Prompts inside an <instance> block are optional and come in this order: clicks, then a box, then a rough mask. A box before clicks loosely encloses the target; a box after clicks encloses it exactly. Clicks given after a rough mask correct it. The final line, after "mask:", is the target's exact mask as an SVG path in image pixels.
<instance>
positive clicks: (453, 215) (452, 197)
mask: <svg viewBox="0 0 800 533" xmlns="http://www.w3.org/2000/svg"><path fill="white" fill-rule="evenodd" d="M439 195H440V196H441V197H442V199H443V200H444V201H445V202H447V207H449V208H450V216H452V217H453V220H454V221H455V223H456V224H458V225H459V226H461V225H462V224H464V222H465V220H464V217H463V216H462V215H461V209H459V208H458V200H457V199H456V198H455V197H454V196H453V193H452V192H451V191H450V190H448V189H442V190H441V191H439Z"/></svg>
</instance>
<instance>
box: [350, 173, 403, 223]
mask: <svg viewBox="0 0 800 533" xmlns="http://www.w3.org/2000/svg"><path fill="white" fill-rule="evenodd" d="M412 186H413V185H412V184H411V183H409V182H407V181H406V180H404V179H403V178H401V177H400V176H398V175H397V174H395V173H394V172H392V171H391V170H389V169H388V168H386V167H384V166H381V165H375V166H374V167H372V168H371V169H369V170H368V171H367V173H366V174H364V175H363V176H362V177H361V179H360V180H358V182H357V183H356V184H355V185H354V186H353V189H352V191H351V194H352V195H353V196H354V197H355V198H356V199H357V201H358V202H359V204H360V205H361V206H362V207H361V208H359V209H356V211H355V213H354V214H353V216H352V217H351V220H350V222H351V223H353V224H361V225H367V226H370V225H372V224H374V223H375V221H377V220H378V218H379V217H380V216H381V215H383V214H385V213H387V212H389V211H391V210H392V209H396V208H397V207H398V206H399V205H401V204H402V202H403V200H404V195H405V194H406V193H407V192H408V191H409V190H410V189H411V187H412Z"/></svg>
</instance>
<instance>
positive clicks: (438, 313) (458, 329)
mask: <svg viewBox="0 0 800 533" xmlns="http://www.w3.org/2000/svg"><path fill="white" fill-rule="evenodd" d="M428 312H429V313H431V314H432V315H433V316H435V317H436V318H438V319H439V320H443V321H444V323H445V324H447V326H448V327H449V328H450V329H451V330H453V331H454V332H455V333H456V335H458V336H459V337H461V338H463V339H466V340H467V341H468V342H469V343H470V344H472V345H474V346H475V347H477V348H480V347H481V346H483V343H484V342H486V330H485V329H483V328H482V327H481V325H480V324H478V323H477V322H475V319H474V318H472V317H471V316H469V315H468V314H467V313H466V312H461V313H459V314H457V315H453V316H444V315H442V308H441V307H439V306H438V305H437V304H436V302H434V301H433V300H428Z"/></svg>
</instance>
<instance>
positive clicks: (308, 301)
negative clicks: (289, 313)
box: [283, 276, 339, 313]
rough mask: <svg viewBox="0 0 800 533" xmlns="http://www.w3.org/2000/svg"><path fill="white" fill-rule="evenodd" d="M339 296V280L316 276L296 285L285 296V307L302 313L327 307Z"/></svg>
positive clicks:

● ● ●

Activity: Rewrite the listing above with every "positive clicks" changed to "foreground clicks" and everything else left as it is.

Reply:
Prompts inside an <instance> block are optional and come in this order: clicks, then a box, then a rough mask. A box before clicks loosely encloses the target; a box after clicks encloses it exactly. Clicks given after a rough mask correct it. The final line, after "mask:", is the target's exact mask as an SVG path in image pixels.
<instance>
foreground clicks: (453, 215) (452, 197)
mask: <svg viewBox="0 0 800 533" xmlns="http://www.w3.org/2000/svg"><path fill="white" fill-rule="evenodd" d="M439 195H440V196H441V197H442V199H443V200H444V201H445V202H447V207H449V208H450V216H452V217H453V220H454V221H455V223H456V224H458V225H459V226H461V225H462V224H464V222H465V220H464V217H463V216H462V215H461V209H459V208H458V200H457V199H456V198H455V197H454V196H453V193H452V192H451V191H450V190H448V189H442V190H441V191H439Z"/></svg>
</instance>
<instance>
box: [350, 173, 403, 223]
mask: <svg viewBox="0 0 800 533" xmlns="http://www.w3.org/2000/svg"><path fill="white" fill-rule="evenodd" d="M412 186H413V185H412V184H411V183H409V182H407V181H406V180H404V179H403V178H401V177H400V176H398V175H397V174H395V173H394V172H392V171H391V170H389V169H388V168H386V167H384V166H381V165H375V166H374V167H372V168H371V169H369V170H368V171H367V173H366V174H364V175H363V176H362V177H361V179H360V180H358V182H357V183H356V184H355V185H354V186H353V189H352V191H351V194H352V195H353V196H354V197H355V198H356V199H357V201H358V202H359V204H360V205H361V206H362V207H361V208H359V209H356V211H355V213H354V214H353V216H352V217H351V220H350V222H351V223H353V224H361V225H367V226H370V225H372V224H374V223H375V221H377V220H378V218H379V217H380V216H381V215H383V214H385V213H387V212H389V211H391V210H392V209H396V208H397V207H398V206H399V205H401V204H402V202H403V200H404V195H405V194H406V193H407V192H408V191H409V190H410V189H411V187H412Z"/></svg>
</instance>
<instance>
foreground clicks: (438, 313) (458, 329)
mask: <svg viewBox="0 0 800 533" xmlns="http://www.w3.org/2000/svg"><path fill="white" fill-rule="evenodd" d="M428 312H429V313H431V314H432V315H433V316H435V317H436V318H438V319H439V320H443V321H444V323H445V324H447V326H448V327H449V328H450V329H451V330H453V331H454V332H455V333H456V335H458V336H459V337H461V338H463V339H466V340H467V341H468V342H469V343H470V344H472V345H474V346H475V347H477V348H480V347H481V346H483V343H484V342H486V330H485V329H483V328H482V327H481V325H480V324H478V323H477V322H475V319H474V318H472V317H471V316H469V315H468V314H467V313H466V312H461V313H459V314H457V315H453V316H444V315H442V308H441V307H439V306H438V305H437V304H436V302H434V301H433V300H428Z"/></svg>
</instance>
<instance>
foreground clicks: (308, 301)
negative clicks: (289, 313)
box: [283, 276, 339, 313]
rough mask: <svg viewBox="0 0 800 533" xmlns="http://www.w3.org/2000/svg"><path fill="white" fill-rule="evenodd" d="M339 296V280L316 276L296 285L285 296V307L302 313L327 307Z"/></svg>
foreground clicks:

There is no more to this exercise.